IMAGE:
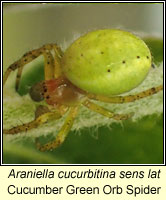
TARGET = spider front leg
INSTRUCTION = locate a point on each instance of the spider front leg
(52, 66)
(61, 136)
(42, 115)
(96, 108)
(127, 99)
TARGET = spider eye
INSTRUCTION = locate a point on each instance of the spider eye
(36, 92)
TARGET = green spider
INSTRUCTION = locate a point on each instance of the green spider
(99, 65)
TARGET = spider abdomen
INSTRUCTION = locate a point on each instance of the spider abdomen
(107, 62)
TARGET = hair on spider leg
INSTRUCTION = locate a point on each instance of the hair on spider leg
(153, 66)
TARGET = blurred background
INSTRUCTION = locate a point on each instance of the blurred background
(27, 26)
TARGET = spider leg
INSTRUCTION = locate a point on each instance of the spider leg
(126, 99)
(42, 115)
(31, 55)
(96, 108)
(61, 136)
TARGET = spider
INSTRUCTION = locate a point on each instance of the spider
(99, 65)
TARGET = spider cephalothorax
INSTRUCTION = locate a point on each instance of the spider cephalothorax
(99, 65)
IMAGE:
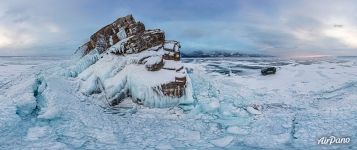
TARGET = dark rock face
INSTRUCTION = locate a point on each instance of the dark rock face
(268, 70)
(125, 36)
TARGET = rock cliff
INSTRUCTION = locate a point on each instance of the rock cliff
(123, 59)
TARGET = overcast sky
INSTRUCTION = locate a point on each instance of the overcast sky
(274, 27)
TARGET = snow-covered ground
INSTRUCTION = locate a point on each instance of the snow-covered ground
(235, 107)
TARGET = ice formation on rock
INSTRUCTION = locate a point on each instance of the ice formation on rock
(124, 60)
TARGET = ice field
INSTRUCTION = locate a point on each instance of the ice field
(235, 107)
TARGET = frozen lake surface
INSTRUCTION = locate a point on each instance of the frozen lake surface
(236, 107)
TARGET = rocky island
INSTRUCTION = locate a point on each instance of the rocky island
(123, 59)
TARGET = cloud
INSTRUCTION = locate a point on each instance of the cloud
(253, 26)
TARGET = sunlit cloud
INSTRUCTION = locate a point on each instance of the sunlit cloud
(251, 26)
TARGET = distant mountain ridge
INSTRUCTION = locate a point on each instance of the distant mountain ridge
(217, 53)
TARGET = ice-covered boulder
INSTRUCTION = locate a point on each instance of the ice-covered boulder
(124, 60)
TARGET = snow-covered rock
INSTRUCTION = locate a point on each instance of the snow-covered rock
(125, 60)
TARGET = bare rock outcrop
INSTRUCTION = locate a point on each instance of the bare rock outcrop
(129, 45)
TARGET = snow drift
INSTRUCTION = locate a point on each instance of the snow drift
(124, 60)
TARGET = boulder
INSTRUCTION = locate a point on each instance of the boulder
(268, 70)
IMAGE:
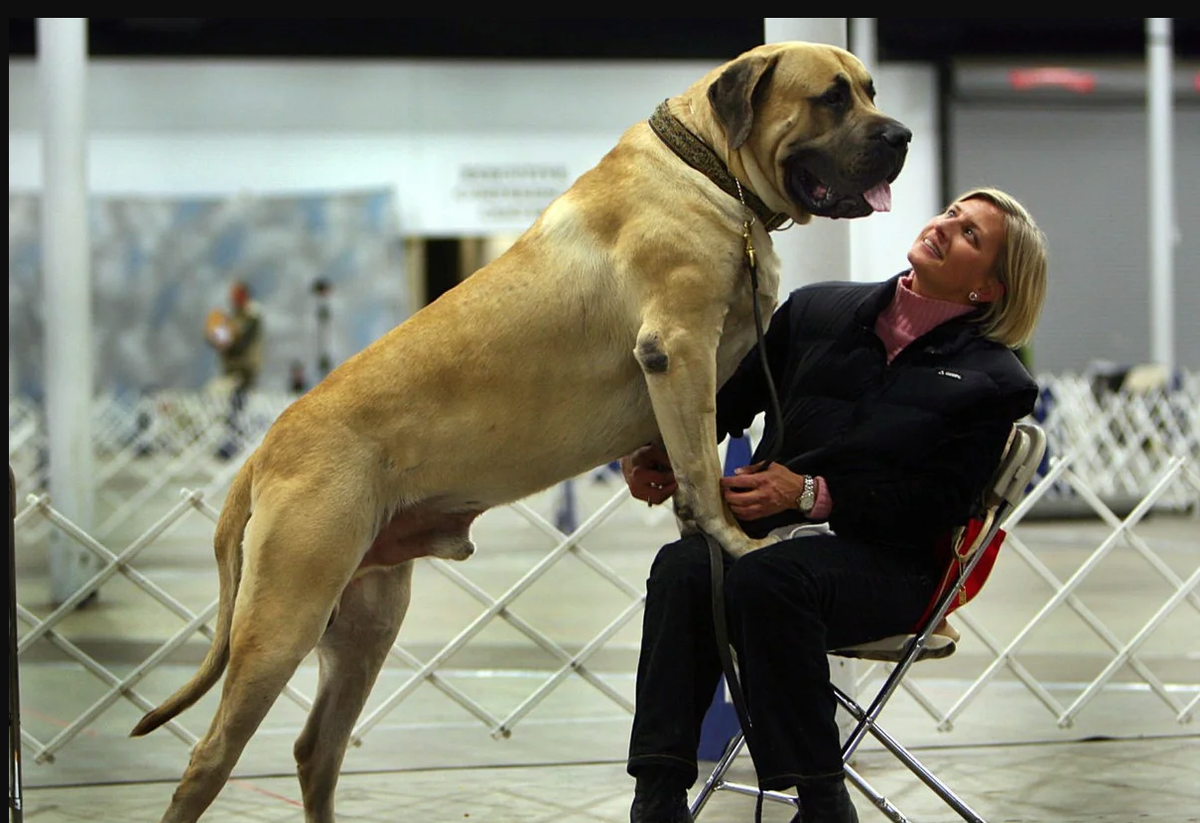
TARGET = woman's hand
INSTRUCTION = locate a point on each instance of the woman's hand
(648, 474)
(754, 492)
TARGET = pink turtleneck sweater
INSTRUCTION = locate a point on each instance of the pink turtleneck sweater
(906, 318)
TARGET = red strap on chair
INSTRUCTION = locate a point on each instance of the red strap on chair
(977, 577)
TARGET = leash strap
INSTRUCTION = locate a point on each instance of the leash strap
(715, 554)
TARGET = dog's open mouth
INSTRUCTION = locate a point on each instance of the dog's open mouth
(825, 200)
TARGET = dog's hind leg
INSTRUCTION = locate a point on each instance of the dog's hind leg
(351, 653)
(298, 559)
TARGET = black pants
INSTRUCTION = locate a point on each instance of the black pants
(786, 605)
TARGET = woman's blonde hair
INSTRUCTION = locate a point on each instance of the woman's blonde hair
(1020, 268)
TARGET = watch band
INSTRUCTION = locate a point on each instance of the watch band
(808, 497)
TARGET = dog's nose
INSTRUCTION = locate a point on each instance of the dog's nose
(895, 134)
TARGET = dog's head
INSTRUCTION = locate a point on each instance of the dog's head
(801, 128)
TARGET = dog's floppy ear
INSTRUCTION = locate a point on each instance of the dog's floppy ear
(732, 96)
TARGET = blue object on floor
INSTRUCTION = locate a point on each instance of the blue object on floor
(720, 725)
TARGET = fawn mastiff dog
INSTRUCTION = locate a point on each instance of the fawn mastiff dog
(610, 323)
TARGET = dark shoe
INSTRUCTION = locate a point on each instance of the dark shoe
(659, 798)
(825, 802)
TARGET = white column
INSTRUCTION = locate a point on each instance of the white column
(816, 252)
(864, 234)
(66, 289)
(821, 250)
(1159, 100)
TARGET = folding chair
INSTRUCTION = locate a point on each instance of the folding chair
(972, 553)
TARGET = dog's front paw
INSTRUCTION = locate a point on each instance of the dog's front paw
(744, 545)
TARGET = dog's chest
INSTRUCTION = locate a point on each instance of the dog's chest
(739, 334)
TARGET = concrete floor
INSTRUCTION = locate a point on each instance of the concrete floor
(1125, 758)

Exercise - Copy out all the data exactly. No images belong in the copy.

Answer to this problem -
IMAGE:
TARGET = spider front leg
INSTRUCTION = locate a point on each instance of the spider front leg
(52, 66)
(61, 136)
(42, 115)
(96, 108)
(127, 99)
TARGET = spider eye
INSTRUCTION = locate a point on each instance of the spider eye
(36, 92)
TARGET = green spider
INSTRUCTION = locate a point on each instance of the green spider
(99, 65)
TARGET = spider abdomen
INSTRUCTION = locate a point on each instance of the spider abdomen
(107, 62)
TARGET = hair on spider leg
INSTRUCTION = locate a point on each instance of the hair on spider leg
(153, 66)
TARGET = blurred background
INSTRUCTION = locate a point on each instance of the blurred background
(27, 26)
TARGET = spider leg
INSTRUCTION = locate a point on each instance of the spider leg
(126, 99)
(42, 115)
(31, 55)
(96, 108)
(61, 136)
TARGET = spider
INSTRUCTION = locate a point on each instance of the spider
(99, 65)
TARGET = spider cephalothorax
INSTRUCTION = locate a point on each instance of the spider cephalothorax
(99, 65)
IMAGE:
TARGET = dark rock face
INSTRUCTION = locate a point on each instance of the dark rock face
(268, 70)
(125, 36)
TARGET = rock cliff
INSTRUCTION = locate a point on each instance of the rock cliff
(123, 59)
TARGET = overcast sky
INSTRUCTION = locate a point on each instance of the overcast sky
(274, 27)
TARGET = snow-covered ground
INSTRUCTION = locate a point on each instance of the snow-covered ground
(235, 107)
TARGET = ice formation on rock
INSTRUCTION = locate a point on each instance of the ice formation on rock
(124, 60)
TARGET = ice field
INSTRUCTION = locate a point on each instance of the ice field
(235, 107)
TARGET = frozen lake surface
INSTRUCTION = locate a point on each instance of the frozen lake surface
(236, 107)
TARGET = rocky island
INSTRUCTION = locate a point on each instance of the rocky island
(123, 59)
TARGET = cloud
INSTRUCTION = locate a point on each instance of the cloud
(253, 26)
TARGET = sunlit cloud
INSTRUCTION = locate a point on each instance of the sunlit cloud
(251, 26)
TARGET = distant mountain ridge
INSTRUCTION = locate a point on each instance of the distant mountain ridge
(217, 53)
TARGET = ice-covered boulder
INSTRUCTION = locate a point on each instance of the ice-covered boulder
(124, 60)
TARGET = snow-covered rock
INSTRUCTION = locate a point on each instance of the snow-covered rock
(125, 60)
TARGET = bare rock outcrop
INSTRUCTION = locate a point on each instance of the bare rock outcrop
(129, 45)
TARGET = snow drift
INSTRUCTION = locate a point on each instance of the snow drift
(124, 60)
TARGET = boulder
INSTRUCTION = locate a point on each instance of the boulder
(268, 70)
IMAGE:
TARGET = woman's hand
INSTRUCTION = locate a point on each instance of the woman's hand
(648, 474)
(754, 492)
TARGET = pink turtleneck sweater
INSTRUCTION = locate a point on each instance of the pink turtleneck sweater
(906, 318)
TARGET = red strap on chair
INSTRUCTION = locate a point on each instance of the red strap on chair
(977, 577)
TARGET = leash strap
INSTRUCTION = locate a point on each instance of the leash strap
(715, 554)
TARGET = dog's open mouth
INSTRUCTION = locate a point on each instance of the dog's open mouth
(825, 200)
TARGET = dog's hind leg
INSTRUCTION = locate a point on each instance of the dog's hind leg
(351, 653)
(298, 559)
TARGET = black pants
INSTRUCTION = locate a point on each instance of the black pants
(786, 605)
TARGET = woman's blonde hair
INSTRUCTION = locate a point on each instance of the woman's blonde hair
(1020, 268)
TARGET = watch band
INSTRUCTION = locate a point on each instance of the watch band
(808, 497)
TARGET = dog's nose
INSTRUCTION = locate a point on each instance of the dog's nose
(895, 134)
TARGET = dog's head
INSTRUCTION = locate a point on each instance of the dog's head
(801, 128)
TARGET = dog's floppy ear
INSTRUCTION = locate a point on each instance of the dog's floppy ear
(732, 96)
TARGET = blue object on floor
INSTRUCTION = locate a point on each instance of the blue object on floor
(720, 725)
TARGET = fawn mastiff dog
INSTRUCTION = locate a point on each instance of the fawn mastiff dog
(610, 323)
TARGET = dark shoe
INSTRUCTION = locate a point on each instance of the dark shoe
(659, 798)
(825, 802)
TARGET = white column
INSTRUCTION = locate a point on each instance of the white column
(816, 252)
(864, 234)
(66, 289)
(821, 250)
(1159, 100)
TARGET = folding chair
INSTRUCTION = locate a point on each instance of the folding chair
(972, 553)
TARGET = dog's front paw
INSTRUCTION = locate a point on each instance of the dog's front paw
(744, 545)
TARGET = dog's chest
INSTRUCTION = locate a point on each instance of the dog's chest
(739, 334)
TARGET = concrete floor
INSTRUCTION = locate a point on each instance of the concrete floor
(1125, 758)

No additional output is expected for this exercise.